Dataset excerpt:

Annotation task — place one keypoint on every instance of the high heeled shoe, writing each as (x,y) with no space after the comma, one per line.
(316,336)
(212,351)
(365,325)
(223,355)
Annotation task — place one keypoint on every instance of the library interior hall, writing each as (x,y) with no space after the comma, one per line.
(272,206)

▸ **Your instructions**: Copy the listing above word for word, keeping every line in its original order.

▸ **Final result**:
Annotation task — place one keypoint on every instance of the high heeled shoe, writing each as (x,y) with no space after the comma, one per line.
(316,336)
(212,351)
(365,325)
(223,355)
Annotation task — place one keypoint on every instance of the library interior hall, writing each as (x,y) with no space after the comma, one per line.
(272,206)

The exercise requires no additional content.